# [Page text]

↓↓↓

[analysis] Introduce an AnyCall helper class, for abstraction over different callables

A lot of code, particularly in the analyzer, has to perform a lot of
duplication to handle functions/ObjCMessages/destructors/constructors in
a generic setting.
The analyzer already has a CallEvent helper class abstracting over such
calls, but it's not always suitable, since it's tightly coupled to other
analyzer classes (ExplodedNode, ProgramState, etc.) and it's not always
possible to construct.

This change introduces a very simple, very lightweight helper class to
do simple generic operations over callables.

In future, parts of CallEvent could be changed to use this class to
avoid some duplication.

↑↑↑

# [Entries shown]
↓↓↓

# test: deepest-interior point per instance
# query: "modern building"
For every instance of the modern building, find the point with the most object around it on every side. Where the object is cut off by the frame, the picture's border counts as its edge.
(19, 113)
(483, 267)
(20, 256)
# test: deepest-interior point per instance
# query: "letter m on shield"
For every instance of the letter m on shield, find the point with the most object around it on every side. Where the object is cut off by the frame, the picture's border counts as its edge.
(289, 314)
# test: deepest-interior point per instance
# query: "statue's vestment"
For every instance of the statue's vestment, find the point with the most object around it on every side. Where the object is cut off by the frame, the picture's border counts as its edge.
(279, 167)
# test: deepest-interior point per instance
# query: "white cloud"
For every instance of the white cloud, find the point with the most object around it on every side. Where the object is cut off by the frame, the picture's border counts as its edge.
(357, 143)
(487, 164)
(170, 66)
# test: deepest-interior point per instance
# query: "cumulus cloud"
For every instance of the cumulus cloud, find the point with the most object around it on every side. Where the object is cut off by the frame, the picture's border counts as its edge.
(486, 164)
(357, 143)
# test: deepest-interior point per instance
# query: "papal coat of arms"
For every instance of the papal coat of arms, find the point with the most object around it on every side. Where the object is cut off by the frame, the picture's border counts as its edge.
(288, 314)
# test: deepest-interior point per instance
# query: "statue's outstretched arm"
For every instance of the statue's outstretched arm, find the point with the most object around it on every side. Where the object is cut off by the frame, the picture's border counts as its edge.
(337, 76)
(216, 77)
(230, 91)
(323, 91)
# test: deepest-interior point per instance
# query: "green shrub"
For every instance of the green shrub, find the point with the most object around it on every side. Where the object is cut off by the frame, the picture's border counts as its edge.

↑↑↑

# [What you need to do]
[1] Update the AnyCall commit message starting at "This change introduces" and ending at "avoid some duplication.", with "lightweight" replaced by "minimal".
[2] Condense the AnyCall commit message paragraph beginning "A lot of code, particularly in the analyzer" into a shorter version that keeps its main facts.
[3] In the AnyCall commit message, why is the existing CallEvent class not always suitable for abstracting over calls?

# [Per-task answers]
[1]
This change introduces a very simple, very minimal helper class to
do simple generic operations over callables.

In future, parts of CallEvent could be changed to use this class to
avoid some duplication.

[2] Much code, especially in the analyzer, duplicates logic to handle functions, ObjCMessages, destructors and constructors generically. The analyzer's existing CallEvent helper abstracts over these calls, but it doesn't always fit. It is tightly coupled to other analyzer classes such as ExplodedNode and ProgramState and can't always be constructed.

[3] CallEvent is tightly coupled to other analyzer classes such as ExplodedNode and ProgramState. It is also not always possible to construct.